** Work task **
Where the string "background" occurs in a line of the data below, that line should be copied.

** Information supplied **
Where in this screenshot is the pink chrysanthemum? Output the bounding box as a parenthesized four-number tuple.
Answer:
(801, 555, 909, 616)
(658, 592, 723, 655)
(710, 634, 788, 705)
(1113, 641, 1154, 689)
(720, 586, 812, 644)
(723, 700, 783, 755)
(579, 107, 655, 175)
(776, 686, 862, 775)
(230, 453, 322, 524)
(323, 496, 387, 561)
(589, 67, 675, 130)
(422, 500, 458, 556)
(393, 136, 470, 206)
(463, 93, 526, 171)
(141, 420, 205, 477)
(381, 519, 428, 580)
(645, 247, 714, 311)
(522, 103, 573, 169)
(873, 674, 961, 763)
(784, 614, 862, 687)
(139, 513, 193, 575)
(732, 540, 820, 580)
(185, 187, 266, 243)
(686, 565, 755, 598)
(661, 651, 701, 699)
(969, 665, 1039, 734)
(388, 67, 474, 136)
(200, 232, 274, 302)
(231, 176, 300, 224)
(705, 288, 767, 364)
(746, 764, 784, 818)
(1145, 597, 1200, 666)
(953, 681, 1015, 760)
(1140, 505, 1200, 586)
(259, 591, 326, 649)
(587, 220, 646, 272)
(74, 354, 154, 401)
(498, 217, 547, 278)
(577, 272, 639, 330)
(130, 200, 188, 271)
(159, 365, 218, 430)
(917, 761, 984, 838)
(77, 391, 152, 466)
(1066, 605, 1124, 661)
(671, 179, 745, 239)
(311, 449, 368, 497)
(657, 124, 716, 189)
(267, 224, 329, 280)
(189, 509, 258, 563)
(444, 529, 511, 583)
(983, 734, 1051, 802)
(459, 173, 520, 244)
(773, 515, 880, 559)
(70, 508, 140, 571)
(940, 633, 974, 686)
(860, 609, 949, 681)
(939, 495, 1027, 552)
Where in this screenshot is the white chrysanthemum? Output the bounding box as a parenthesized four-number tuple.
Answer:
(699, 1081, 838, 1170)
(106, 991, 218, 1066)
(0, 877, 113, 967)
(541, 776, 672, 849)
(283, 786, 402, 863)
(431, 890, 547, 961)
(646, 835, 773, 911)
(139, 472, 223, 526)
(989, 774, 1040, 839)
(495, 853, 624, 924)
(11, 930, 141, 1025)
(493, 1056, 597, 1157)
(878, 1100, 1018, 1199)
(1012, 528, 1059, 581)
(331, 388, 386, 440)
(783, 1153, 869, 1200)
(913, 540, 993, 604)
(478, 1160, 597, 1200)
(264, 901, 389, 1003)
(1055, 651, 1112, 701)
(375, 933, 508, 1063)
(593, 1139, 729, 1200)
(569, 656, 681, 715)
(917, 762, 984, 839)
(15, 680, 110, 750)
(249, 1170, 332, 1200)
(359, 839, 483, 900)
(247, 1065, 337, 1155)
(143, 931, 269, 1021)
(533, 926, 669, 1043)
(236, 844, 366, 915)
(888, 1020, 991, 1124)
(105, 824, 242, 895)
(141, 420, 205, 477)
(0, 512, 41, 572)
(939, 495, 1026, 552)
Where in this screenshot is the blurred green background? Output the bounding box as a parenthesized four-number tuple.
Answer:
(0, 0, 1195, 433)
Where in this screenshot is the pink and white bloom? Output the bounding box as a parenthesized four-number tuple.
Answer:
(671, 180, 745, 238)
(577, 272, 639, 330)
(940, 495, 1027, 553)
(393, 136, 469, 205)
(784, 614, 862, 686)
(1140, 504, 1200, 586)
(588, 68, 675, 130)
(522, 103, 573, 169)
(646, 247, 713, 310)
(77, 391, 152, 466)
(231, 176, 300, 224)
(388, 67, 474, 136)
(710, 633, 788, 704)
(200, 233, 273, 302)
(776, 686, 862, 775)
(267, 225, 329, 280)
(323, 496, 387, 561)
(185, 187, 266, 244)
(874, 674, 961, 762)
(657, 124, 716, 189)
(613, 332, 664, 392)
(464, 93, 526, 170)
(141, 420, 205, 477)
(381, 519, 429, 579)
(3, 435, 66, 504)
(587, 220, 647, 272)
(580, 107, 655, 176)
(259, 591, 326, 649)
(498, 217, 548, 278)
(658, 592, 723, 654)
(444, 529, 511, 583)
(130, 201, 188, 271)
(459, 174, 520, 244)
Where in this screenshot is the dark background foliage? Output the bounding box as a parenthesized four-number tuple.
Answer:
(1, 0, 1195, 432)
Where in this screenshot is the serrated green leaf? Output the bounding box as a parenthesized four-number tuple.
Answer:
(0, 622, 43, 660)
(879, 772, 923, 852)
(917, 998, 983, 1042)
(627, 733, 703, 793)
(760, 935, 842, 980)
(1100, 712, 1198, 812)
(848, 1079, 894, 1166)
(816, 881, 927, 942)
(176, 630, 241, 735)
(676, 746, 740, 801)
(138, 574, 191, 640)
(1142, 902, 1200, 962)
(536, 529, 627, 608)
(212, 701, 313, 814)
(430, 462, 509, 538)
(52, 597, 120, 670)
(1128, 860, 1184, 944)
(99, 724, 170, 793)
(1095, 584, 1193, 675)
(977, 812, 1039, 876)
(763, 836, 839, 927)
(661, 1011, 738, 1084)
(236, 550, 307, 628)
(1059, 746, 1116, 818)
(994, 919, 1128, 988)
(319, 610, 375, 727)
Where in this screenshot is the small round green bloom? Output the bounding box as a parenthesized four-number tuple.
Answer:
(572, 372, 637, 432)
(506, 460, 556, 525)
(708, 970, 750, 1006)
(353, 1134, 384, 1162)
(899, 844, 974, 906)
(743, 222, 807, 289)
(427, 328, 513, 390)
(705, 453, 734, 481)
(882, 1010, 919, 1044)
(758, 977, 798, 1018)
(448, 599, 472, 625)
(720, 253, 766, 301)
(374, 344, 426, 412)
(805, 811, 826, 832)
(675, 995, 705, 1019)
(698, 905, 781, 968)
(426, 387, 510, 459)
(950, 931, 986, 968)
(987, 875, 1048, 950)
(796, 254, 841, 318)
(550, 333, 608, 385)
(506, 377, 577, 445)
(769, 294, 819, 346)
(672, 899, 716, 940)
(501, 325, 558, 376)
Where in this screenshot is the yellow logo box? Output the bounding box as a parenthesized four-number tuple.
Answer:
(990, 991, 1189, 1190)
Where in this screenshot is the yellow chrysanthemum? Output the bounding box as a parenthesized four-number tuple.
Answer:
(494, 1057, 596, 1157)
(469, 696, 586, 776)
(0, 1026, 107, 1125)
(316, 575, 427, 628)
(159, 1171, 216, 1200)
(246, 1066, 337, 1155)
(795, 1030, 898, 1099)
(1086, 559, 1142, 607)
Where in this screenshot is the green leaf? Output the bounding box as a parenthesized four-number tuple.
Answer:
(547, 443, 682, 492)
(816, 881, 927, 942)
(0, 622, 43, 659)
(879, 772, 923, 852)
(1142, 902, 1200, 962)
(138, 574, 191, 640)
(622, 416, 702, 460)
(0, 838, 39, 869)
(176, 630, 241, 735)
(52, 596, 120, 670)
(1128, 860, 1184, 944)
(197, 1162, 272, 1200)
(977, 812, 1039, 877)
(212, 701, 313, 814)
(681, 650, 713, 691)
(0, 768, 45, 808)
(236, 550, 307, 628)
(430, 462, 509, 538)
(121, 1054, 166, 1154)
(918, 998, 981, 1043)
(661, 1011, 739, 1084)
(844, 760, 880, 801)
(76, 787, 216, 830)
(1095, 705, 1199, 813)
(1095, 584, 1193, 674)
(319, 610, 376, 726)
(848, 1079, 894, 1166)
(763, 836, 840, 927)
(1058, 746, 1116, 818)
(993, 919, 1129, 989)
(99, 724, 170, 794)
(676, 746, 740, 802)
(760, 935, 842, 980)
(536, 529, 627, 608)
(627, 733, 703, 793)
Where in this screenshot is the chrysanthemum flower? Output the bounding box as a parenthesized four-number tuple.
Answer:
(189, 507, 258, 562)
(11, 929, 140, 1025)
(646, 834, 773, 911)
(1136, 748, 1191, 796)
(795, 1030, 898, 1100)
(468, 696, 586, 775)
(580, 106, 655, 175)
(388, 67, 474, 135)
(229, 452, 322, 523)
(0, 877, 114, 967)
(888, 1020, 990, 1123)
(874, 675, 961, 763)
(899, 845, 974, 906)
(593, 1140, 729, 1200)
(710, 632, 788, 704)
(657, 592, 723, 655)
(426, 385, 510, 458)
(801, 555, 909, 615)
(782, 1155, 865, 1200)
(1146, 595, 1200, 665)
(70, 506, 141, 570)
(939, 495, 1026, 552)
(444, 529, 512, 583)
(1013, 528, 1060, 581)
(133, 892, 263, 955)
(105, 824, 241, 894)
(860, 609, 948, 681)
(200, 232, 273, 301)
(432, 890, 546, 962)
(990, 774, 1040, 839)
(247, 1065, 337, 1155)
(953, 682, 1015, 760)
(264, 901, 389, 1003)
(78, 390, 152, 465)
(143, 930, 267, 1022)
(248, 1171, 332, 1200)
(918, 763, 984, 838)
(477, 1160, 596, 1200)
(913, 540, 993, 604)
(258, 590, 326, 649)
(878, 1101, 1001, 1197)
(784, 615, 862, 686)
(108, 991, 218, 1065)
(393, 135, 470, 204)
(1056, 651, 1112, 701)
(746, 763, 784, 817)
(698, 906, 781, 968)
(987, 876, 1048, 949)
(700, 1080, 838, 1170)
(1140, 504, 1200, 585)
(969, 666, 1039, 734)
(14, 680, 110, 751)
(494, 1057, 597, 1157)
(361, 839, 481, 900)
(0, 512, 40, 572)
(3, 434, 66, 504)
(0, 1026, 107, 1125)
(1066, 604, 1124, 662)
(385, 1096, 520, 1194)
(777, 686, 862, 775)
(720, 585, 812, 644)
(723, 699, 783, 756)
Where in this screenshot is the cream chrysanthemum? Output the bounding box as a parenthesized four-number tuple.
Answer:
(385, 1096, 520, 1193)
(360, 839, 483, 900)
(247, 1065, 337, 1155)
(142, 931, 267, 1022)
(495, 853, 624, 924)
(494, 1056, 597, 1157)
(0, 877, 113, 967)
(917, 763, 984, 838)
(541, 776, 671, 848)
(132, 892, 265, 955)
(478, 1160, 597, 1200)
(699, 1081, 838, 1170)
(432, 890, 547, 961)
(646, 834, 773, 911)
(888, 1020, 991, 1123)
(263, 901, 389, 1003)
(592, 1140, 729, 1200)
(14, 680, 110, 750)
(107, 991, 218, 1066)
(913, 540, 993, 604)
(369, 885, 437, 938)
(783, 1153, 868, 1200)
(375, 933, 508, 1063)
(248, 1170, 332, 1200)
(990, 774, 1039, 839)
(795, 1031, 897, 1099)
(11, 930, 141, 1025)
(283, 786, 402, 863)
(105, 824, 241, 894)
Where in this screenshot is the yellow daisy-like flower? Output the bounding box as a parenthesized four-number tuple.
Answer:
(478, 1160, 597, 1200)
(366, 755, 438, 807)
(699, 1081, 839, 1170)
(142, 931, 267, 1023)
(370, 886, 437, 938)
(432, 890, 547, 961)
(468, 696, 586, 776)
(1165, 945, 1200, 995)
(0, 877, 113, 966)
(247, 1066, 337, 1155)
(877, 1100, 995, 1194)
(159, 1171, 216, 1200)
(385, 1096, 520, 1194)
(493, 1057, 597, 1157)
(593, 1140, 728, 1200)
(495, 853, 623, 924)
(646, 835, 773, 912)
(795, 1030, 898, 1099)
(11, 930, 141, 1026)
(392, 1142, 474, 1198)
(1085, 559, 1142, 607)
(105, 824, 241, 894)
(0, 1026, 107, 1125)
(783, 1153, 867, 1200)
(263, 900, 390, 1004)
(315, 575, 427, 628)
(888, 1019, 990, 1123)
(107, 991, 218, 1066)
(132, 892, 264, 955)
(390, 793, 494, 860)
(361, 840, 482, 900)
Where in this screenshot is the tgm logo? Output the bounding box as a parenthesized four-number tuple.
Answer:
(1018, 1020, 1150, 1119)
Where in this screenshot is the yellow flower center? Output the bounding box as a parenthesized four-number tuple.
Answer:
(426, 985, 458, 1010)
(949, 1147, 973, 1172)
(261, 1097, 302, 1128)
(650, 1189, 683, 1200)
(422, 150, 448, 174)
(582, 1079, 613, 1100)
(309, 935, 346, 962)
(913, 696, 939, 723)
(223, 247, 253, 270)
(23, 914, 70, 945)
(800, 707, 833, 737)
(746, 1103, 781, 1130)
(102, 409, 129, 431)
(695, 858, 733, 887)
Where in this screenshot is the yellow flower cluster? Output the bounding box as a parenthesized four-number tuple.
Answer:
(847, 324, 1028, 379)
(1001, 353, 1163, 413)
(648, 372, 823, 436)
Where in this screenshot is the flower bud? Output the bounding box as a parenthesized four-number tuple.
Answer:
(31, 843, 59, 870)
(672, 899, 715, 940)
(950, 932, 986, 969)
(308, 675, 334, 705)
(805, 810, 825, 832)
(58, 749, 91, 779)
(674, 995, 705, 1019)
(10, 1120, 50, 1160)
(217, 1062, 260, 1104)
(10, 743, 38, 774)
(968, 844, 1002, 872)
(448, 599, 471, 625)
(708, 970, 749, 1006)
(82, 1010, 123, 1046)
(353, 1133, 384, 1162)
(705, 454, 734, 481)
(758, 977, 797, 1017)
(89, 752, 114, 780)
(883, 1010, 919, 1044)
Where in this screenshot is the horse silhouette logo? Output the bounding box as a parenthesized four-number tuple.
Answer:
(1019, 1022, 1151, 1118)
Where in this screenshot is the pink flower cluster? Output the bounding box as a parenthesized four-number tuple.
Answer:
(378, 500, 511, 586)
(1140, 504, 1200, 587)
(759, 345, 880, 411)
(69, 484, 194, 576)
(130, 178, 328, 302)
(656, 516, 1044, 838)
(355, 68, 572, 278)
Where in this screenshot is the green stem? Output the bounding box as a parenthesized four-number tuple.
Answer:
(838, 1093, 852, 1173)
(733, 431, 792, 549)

** Output of the task **
Where in this screenshot is the blurred green background? Output the bounding box as a parenthesized four-number tuple.
Where in this screenshot is the dark background foliage? Output the bounding box as a parenthesized four-number tuple.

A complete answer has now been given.